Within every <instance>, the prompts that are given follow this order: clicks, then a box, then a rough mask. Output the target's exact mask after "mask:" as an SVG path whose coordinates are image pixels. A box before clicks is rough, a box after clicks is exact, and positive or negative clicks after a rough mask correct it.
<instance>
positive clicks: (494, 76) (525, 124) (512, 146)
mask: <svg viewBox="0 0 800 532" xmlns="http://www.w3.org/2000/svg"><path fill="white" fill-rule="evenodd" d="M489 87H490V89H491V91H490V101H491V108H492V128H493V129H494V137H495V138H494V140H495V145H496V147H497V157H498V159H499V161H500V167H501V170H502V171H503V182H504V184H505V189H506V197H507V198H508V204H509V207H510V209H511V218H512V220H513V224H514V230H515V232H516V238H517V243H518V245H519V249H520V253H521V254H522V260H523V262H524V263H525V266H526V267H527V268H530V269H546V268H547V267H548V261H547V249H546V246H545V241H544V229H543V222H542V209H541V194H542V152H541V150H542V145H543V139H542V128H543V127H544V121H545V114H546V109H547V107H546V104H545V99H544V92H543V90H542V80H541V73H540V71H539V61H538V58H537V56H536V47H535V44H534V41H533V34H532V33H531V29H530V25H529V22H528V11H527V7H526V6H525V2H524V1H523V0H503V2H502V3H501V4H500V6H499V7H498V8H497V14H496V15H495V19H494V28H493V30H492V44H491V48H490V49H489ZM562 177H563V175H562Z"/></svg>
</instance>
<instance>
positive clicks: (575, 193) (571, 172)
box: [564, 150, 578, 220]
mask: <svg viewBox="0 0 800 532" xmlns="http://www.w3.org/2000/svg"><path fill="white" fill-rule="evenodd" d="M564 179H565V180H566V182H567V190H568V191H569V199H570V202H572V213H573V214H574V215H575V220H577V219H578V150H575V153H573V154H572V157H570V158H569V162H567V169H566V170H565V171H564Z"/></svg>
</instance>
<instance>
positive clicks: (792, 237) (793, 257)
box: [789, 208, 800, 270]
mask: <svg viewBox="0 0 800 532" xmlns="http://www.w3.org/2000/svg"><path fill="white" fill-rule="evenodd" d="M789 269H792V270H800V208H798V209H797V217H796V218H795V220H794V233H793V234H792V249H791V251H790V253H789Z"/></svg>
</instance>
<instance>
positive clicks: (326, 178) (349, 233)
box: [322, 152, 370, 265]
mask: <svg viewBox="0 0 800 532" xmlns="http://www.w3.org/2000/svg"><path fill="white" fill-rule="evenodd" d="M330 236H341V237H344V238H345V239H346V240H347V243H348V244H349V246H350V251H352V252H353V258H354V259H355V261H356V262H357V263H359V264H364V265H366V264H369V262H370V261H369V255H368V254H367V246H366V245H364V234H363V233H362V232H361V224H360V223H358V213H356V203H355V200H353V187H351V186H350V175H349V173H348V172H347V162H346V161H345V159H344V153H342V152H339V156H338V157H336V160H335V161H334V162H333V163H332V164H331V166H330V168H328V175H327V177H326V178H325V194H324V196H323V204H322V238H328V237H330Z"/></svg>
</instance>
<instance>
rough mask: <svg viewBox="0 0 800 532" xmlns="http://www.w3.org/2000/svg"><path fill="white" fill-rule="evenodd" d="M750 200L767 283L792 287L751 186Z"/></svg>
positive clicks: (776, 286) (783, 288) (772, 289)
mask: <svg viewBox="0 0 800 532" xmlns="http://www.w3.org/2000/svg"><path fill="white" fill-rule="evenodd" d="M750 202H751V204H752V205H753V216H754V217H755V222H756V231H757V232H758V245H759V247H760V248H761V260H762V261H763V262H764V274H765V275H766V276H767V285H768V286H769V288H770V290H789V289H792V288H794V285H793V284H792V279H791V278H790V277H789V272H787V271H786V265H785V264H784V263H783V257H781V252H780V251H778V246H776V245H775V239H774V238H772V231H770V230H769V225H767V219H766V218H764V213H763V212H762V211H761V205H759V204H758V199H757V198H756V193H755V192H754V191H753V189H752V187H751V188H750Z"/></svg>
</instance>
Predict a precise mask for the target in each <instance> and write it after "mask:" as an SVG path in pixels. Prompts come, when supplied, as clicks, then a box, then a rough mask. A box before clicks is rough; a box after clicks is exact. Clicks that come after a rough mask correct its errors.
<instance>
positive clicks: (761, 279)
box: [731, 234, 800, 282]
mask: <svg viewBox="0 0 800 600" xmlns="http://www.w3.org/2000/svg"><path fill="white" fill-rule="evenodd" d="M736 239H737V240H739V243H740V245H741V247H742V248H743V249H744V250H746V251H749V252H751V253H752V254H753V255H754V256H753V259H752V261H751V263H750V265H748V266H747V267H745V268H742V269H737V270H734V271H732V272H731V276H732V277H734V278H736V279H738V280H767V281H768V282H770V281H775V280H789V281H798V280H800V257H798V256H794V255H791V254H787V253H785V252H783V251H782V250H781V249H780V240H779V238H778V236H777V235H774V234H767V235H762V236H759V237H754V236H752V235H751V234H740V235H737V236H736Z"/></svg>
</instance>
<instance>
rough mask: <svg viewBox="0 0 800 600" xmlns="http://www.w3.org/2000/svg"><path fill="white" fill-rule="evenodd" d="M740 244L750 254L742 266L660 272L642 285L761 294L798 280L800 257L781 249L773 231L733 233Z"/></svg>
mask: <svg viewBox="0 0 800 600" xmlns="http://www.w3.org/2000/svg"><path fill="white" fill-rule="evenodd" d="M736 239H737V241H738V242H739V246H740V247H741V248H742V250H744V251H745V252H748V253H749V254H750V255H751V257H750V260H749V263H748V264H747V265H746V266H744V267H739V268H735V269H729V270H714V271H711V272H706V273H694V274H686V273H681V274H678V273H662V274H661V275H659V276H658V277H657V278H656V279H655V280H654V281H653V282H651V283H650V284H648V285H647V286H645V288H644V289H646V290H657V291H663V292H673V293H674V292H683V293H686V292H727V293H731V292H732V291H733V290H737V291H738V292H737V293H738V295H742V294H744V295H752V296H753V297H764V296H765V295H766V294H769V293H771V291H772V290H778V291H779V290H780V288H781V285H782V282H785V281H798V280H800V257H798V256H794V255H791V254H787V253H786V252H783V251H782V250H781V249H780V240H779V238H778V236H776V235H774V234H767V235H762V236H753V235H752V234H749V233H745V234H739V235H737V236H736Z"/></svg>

------------------------------------

## Task to carry out
Within the listing above, tally the lines holding the word "correct". Give the tally only.

## Reply to the task
2